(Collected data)

+++

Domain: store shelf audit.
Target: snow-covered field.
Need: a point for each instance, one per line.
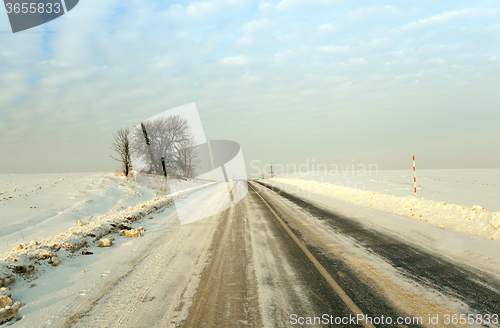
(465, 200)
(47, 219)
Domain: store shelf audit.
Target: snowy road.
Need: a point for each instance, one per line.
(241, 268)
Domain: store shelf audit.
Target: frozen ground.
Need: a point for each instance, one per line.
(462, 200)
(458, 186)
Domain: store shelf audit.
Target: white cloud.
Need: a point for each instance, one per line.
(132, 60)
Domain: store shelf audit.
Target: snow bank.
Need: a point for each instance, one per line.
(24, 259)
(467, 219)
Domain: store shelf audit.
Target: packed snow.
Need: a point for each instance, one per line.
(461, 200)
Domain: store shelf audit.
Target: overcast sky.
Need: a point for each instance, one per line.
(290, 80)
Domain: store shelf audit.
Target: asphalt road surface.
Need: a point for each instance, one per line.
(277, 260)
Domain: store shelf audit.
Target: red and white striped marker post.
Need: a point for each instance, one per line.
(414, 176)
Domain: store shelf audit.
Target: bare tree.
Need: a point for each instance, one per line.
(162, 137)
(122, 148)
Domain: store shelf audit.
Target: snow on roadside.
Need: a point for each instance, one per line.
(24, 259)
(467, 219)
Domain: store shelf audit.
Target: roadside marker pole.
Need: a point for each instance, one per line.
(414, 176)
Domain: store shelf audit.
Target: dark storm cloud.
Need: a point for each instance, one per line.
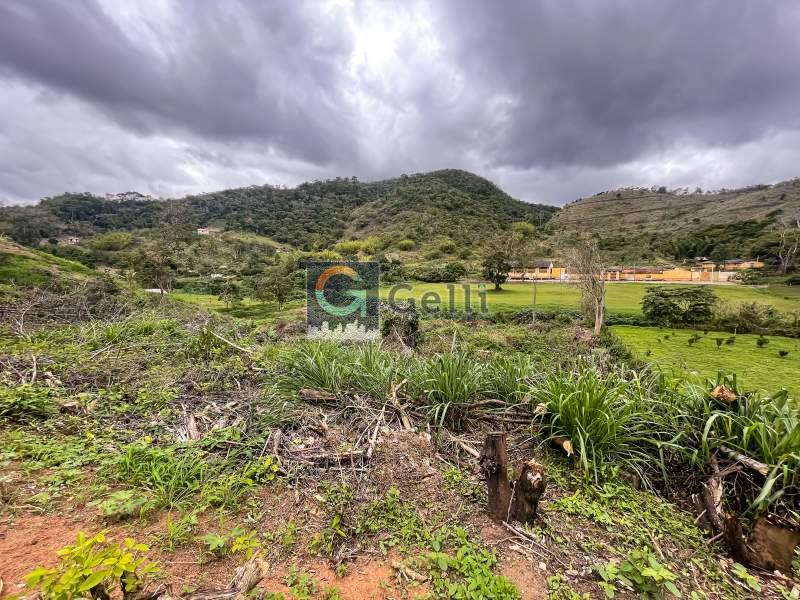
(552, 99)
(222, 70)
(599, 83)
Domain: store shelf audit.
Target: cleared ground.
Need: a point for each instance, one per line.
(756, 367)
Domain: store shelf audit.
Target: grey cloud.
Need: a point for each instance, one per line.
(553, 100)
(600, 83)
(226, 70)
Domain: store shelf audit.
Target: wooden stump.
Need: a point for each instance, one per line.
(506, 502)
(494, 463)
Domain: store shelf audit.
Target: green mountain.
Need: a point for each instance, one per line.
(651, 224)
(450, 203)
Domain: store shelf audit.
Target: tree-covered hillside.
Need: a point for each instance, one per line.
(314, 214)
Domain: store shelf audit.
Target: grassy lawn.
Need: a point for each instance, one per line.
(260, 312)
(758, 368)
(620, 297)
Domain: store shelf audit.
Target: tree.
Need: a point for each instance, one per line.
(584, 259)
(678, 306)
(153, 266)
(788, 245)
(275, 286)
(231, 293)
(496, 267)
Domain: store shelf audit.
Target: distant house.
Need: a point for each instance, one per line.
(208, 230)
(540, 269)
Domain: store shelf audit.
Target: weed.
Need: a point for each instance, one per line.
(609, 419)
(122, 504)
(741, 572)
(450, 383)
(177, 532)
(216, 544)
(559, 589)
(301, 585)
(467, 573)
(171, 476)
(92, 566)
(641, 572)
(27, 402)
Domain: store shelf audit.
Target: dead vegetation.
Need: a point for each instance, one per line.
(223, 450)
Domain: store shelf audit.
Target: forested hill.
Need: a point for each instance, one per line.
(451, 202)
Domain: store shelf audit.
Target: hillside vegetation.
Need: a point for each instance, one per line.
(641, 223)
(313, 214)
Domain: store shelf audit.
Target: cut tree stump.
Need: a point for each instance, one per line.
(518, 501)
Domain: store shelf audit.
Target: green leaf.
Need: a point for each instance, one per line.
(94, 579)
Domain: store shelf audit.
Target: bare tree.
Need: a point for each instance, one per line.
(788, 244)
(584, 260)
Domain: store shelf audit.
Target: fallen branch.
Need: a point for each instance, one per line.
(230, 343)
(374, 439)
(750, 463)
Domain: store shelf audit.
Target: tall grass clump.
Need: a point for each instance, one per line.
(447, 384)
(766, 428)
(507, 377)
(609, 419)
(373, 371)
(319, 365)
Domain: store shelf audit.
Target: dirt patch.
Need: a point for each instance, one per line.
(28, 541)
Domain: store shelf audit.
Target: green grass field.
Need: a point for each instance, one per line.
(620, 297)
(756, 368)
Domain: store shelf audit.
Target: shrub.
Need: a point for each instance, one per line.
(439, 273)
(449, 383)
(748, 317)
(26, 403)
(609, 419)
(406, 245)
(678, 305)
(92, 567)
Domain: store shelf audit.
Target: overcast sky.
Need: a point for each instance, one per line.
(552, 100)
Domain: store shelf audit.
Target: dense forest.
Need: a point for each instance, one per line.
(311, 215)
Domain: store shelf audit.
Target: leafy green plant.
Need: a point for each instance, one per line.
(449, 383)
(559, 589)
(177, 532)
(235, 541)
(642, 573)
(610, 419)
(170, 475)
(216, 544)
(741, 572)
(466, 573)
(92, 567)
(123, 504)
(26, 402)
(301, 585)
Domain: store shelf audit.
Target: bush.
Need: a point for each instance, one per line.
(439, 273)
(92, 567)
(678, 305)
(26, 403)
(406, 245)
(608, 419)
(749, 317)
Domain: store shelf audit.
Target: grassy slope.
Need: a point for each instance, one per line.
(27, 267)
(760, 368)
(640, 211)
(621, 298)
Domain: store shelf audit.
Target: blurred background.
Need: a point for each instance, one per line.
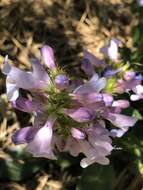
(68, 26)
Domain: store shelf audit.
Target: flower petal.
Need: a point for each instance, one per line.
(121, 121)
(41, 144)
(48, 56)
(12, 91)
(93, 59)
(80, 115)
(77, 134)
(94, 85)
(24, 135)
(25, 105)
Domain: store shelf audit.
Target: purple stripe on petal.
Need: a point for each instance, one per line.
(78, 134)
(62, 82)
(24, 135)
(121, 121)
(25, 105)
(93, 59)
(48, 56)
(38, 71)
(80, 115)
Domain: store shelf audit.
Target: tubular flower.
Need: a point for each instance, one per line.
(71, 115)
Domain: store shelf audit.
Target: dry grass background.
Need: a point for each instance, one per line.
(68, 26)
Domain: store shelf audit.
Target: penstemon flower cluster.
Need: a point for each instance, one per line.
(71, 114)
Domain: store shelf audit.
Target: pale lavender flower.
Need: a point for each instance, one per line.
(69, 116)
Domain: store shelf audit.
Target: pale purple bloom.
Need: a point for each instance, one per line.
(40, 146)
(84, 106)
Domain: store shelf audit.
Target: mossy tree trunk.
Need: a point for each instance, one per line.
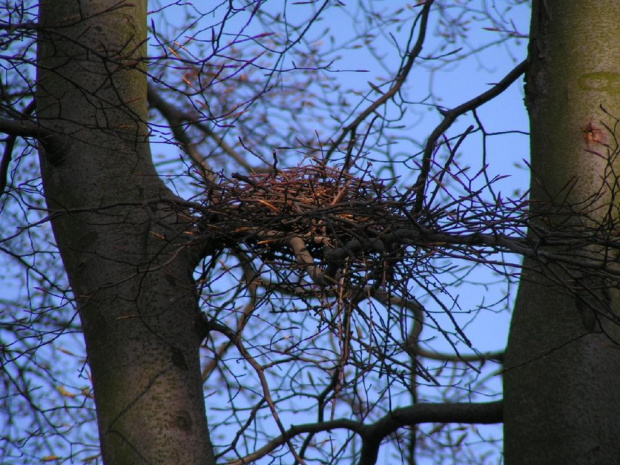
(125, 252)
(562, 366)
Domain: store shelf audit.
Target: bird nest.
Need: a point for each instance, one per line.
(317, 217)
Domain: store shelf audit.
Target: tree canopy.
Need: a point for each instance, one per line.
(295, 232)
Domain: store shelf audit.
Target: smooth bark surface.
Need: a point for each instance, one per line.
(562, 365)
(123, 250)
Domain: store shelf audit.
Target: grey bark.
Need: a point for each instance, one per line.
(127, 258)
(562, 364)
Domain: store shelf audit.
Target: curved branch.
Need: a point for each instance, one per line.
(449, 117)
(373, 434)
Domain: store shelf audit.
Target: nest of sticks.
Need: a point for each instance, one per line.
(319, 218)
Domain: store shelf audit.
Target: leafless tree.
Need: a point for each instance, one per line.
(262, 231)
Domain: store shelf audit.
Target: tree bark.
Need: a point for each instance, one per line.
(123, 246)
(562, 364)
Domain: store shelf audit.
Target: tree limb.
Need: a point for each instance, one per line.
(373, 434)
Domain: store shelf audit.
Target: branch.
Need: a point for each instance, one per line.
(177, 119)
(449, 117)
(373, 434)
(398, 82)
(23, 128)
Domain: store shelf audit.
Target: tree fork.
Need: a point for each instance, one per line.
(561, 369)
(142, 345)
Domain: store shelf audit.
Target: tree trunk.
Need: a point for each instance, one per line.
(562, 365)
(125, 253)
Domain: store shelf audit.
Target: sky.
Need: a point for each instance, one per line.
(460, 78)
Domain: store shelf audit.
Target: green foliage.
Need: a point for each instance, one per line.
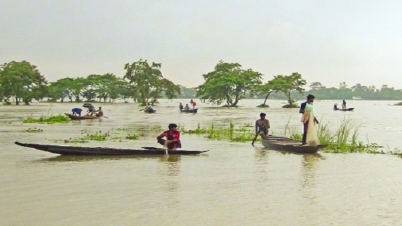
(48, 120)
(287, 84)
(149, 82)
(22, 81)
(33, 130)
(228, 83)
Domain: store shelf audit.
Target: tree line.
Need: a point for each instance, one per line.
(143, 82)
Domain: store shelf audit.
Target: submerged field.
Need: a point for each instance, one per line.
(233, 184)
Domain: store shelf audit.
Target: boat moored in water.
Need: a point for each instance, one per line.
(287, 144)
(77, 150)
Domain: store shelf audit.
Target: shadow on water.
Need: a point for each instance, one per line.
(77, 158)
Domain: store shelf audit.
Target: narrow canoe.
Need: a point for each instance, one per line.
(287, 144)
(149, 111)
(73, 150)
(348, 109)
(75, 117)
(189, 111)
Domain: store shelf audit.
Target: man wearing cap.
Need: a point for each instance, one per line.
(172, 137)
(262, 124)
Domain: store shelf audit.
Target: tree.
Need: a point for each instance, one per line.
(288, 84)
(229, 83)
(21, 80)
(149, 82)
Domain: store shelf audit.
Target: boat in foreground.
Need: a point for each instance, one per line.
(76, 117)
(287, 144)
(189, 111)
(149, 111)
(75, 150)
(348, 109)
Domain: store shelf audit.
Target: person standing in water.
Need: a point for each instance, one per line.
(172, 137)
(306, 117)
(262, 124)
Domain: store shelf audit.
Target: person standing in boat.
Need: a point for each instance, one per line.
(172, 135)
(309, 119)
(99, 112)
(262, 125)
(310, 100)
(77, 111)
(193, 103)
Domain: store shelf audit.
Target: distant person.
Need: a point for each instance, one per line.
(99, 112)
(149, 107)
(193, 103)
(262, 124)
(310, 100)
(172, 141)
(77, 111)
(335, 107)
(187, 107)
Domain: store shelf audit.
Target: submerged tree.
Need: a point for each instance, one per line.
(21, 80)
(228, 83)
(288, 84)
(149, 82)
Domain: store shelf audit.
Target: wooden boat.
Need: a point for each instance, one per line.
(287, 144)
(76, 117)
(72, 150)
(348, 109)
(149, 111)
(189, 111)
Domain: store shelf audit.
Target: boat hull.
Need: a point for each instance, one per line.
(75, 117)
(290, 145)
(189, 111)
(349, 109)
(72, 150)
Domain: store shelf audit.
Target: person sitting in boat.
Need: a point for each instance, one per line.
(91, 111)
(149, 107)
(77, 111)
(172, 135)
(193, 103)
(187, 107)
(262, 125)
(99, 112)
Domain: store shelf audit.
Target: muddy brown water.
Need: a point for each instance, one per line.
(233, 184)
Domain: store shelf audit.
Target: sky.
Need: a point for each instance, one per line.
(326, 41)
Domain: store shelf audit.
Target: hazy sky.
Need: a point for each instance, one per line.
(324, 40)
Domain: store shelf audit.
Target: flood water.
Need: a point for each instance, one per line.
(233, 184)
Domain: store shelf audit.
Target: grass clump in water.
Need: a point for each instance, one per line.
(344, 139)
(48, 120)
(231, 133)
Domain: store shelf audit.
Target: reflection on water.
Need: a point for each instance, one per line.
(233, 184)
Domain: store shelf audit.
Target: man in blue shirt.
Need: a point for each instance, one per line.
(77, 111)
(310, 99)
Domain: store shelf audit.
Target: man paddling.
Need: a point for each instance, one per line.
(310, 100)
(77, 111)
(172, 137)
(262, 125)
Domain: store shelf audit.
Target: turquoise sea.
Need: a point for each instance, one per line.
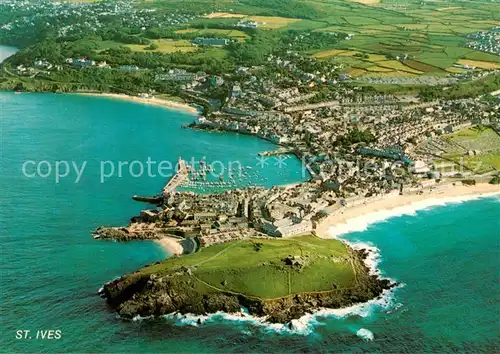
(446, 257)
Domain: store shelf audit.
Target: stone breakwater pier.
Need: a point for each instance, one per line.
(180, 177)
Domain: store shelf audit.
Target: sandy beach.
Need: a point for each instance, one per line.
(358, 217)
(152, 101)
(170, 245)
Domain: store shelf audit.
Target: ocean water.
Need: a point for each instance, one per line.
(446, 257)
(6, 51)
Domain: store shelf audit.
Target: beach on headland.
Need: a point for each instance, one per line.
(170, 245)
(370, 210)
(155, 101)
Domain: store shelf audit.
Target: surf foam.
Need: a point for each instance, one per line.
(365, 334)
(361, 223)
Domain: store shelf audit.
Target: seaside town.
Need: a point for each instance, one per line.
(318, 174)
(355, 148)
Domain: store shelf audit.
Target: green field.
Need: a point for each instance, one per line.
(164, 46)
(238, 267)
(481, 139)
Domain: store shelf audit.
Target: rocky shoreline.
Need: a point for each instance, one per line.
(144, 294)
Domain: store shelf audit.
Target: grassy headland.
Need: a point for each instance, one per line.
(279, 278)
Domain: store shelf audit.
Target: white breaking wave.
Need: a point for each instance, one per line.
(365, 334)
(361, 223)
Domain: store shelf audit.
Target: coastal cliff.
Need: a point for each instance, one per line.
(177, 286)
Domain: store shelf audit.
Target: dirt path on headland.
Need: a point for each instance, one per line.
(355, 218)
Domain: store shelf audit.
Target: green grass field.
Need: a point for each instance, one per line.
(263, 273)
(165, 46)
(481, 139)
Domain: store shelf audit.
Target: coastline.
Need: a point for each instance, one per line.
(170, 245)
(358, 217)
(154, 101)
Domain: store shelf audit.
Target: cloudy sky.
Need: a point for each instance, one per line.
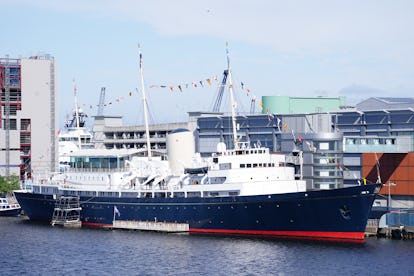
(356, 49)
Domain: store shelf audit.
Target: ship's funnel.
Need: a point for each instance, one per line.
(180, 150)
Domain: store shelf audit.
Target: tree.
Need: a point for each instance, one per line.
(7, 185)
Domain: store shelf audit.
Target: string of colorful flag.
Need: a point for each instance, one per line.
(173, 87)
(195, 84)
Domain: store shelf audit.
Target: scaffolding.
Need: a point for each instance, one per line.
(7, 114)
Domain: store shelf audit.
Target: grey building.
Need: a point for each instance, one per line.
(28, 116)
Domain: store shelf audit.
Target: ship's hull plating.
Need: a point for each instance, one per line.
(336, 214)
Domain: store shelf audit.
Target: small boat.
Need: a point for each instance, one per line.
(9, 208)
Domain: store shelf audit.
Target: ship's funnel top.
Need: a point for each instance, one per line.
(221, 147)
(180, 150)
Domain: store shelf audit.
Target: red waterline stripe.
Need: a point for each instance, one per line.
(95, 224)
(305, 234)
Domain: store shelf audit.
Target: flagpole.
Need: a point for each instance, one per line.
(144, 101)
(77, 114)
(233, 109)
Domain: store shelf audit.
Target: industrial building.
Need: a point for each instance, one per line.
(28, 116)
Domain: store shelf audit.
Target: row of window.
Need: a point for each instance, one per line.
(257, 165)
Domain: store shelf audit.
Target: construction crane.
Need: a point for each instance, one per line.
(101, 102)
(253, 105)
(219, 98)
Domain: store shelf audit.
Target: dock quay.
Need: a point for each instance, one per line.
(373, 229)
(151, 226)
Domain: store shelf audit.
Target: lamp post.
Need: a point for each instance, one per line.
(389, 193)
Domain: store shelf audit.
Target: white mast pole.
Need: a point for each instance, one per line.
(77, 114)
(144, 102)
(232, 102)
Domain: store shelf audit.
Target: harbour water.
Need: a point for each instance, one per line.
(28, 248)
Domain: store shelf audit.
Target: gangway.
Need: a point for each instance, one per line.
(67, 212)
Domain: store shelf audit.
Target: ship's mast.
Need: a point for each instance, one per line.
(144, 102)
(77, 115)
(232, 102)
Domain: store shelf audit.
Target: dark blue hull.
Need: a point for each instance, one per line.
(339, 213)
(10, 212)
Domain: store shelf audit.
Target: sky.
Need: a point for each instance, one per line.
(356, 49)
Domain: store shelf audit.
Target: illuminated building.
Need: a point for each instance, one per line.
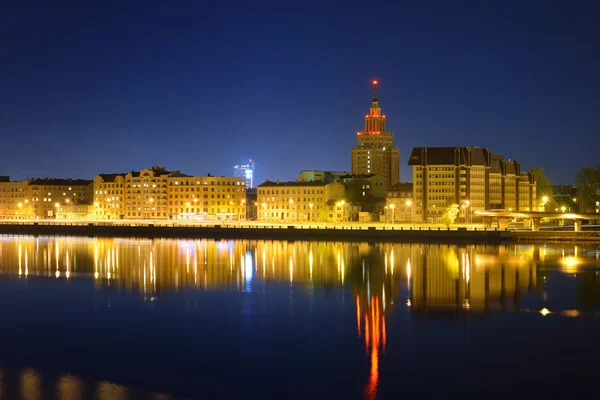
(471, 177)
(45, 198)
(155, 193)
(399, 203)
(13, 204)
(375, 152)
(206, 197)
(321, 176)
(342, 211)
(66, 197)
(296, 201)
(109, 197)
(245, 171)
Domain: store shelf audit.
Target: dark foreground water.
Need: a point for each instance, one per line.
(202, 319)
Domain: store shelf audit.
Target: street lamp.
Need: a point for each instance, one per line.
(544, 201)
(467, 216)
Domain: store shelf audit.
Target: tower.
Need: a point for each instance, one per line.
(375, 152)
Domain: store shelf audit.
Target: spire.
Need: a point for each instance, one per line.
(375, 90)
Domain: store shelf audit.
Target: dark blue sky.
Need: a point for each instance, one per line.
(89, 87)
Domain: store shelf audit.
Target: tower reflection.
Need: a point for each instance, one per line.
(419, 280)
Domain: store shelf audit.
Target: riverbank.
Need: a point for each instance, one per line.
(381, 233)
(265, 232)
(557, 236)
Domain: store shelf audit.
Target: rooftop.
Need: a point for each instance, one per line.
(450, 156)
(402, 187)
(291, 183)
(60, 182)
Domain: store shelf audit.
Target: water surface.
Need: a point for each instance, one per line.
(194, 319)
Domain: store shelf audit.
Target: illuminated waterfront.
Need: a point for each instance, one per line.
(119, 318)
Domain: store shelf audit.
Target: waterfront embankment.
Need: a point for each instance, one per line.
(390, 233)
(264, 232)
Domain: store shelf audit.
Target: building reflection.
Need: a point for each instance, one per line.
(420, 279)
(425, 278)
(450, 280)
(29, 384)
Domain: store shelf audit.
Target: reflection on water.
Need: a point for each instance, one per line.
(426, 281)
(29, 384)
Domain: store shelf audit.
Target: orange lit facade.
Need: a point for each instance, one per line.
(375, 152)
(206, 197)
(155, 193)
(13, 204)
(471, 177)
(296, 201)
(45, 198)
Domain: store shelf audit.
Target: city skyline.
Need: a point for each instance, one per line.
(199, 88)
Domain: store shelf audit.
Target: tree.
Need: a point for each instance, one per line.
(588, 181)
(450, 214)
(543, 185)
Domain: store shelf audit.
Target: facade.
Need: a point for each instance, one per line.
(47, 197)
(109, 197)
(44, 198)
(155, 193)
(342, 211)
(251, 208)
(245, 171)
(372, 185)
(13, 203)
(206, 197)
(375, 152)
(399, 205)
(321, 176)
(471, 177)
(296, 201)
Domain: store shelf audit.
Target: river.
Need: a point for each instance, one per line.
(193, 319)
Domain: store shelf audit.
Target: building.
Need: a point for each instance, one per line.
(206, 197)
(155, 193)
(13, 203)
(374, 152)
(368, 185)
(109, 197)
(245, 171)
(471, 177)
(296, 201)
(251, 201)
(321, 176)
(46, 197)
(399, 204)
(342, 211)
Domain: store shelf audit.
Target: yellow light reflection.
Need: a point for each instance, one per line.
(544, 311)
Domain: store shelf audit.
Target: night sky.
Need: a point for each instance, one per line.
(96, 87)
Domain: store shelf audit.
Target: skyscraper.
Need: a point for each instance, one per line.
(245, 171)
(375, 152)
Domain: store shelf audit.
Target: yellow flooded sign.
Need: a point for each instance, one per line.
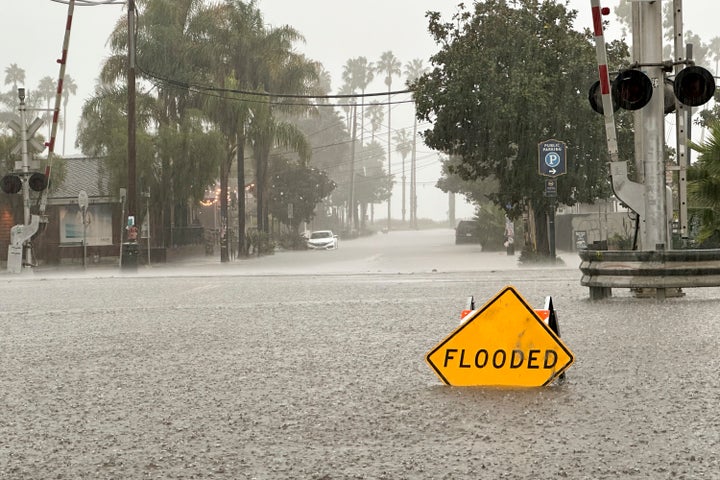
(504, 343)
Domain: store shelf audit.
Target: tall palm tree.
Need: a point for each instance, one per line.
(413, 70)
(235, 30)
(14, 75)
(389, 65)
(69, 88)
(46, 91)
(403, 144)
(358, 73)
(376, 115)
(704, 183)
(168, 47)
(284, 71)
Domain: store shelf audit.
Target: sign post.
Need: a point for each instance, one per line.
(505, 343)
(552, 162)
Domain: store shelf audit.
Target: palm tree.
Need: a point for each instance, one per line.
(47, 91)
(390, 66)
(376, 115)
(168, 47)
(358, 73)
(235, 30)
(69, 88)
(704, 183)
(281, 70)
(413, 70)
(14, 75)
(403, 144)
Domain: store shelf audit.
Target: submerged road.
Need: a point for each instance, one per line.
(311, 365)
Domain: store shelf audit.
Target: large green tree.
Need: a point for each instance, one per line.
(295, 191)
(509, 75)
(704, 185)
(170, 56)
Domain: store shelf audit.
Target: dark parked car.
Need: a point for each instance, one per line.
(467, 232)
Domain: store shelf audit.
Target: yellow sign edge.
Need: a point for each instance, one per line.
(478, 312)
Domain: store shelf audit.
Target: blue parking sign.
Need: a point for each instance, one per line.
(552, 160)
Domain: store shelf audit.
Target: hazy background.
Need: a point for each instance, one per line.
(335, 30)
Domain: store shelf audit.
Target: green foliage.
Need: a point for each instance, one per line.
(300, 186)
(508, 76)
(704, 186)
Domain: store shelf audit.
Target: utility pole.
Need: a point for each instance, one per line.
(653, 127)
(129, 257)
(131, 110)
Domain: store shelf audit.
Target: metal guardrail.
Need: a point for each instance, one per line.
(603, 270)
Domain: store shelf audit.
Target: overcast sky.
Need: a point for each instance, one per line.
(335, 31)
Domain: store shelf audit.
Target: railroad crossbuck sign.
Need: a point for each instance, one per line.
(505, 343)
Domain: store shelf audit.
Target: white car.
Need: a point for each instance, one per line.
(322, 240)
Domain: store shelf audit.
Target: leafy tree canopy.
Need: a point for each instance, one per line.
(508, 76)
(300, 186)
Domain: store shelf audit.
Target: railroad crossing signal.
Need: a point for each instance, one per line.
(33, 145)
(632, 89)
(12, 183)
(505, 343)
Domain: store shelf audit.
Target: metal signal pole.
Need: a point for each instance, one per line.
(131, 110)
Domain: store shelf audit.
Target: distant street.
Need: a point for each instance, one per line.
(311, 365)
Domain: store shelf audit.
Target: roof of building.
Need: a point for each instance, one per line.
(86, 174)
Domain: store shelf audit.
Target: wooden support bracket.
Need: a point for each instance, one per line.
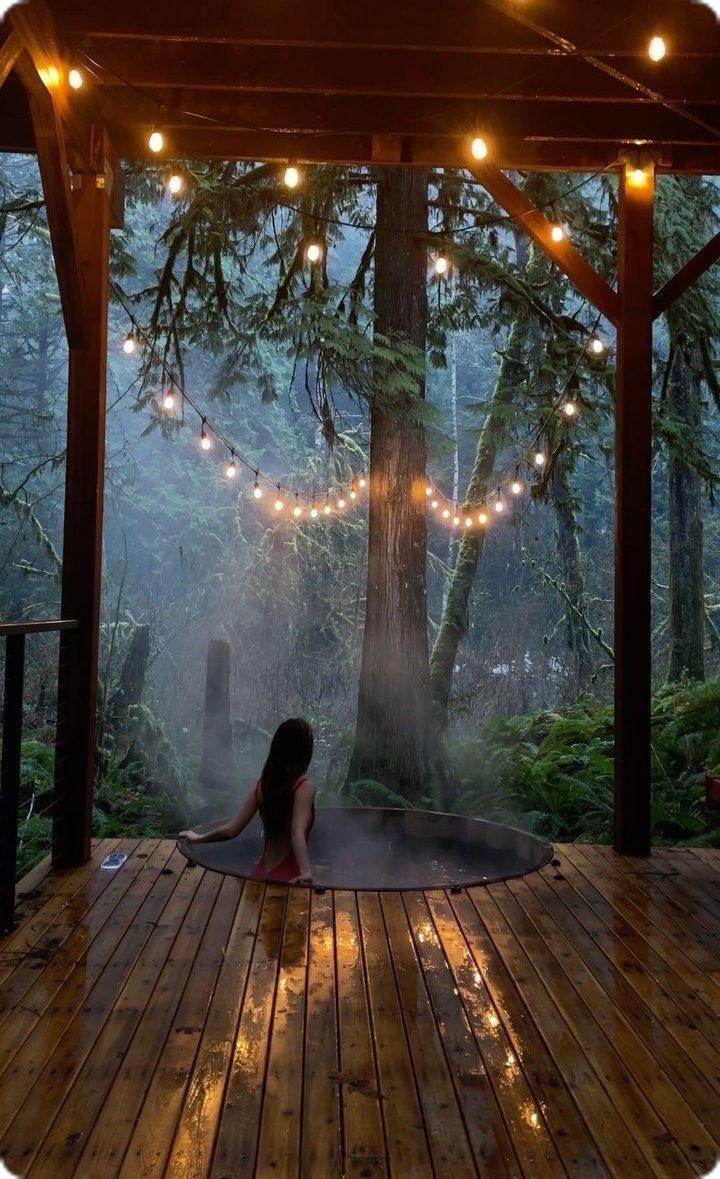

+++

**WHAT IS REQUIRED**
Find each line in the data above that contains the word "marker" and copy those lines out. Letter case counts.

**RESULT**
Target: red and white striped marker post.
Target: roadside marker pole.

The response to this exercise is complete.